WHAT YOU NEED TO DO. Could you write out the listing again from the line containing "Field-scouting task: mark every instance of the car rear" through the end, substituting "Site-survey" for "Field-scouting" and leaving everything else unchanged?

--- begin MATERIAL TO PROCESS ---

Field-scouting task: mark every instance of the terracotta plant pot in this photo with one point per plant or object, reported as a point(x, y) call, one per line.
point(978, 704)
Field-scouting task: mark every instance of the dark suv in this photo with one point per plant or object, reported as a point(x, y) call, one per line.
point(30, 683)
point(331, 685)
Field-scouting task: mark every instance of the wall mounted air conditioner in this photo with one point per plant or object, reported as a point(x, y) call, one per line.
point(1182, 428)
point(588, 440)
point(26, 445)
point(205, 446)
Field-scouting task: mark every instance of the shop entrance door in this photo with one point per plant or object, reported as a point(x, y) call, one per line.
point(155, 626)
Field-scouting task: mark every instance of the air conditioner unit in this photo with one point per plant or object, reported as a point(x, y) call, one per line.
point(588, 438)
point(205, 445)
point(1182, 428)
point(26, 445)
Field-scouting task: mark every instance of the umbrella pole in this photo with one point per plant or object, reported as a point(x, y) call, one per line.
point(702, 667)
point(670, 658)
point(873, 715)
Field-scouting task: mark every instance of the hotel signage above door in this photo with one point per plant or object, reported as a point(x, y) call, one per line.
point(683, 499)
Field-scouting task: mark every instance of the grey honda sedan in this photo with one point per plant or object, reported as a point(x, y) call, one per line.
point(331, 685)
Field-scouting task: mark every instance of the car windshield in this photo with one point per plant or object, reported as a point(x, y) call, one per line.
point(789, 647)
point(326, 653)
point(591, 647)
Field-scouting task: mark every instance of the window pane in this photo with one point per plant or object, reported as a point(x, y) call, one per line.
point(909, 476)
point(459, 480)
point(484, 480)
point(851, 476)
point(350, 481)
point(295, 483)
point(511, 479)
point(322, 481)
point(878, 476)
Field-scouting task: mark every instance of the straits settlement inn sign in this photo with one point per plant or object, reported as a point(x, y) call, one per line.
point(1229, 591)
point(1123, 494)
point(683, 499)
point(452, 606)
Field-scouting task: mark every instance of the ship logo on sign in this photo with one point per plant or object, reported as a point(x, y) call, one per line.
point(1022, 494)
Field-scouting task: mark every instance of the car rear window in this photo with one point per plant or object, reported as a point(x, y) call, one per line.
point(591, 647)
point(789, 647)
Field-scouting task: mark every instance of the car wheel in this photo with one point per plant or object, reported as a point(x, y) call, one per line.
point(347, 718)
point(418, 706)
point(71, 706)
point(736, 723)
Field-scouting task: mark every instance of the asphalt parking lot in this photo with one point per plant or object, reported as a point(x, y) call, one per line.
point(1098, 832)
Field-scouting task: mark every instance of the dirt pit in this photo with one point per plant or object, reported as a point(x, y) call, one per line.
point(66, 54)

--- end MATERIAL TO PROCESS ---

WRITTEN RESPONSE.
Site-survey task: mark every instance of the car rear window in this photo with one point per plant or object, reported as a point(x, y) call, one per line.
point(591, 647)
point(789, 647)
Site-survey task: mark every instance of the car wheel in this photo with one point per plant or object, reported as a point(x, y) call, one per line.
point(347, 718)
point(418, 706)
point(71, 706)
point(736, 723)
Site-survey task: mark every instance of the asphalt parking lot in this photo with one point per plant or object, reported as a point(x, y) call, one per line.
point(1098, 832)
Site-survey task: mark every instance of the dirt pit in this photo with one point per plant or object, reported as a point(x, y) call, one per line.
point(66, 54)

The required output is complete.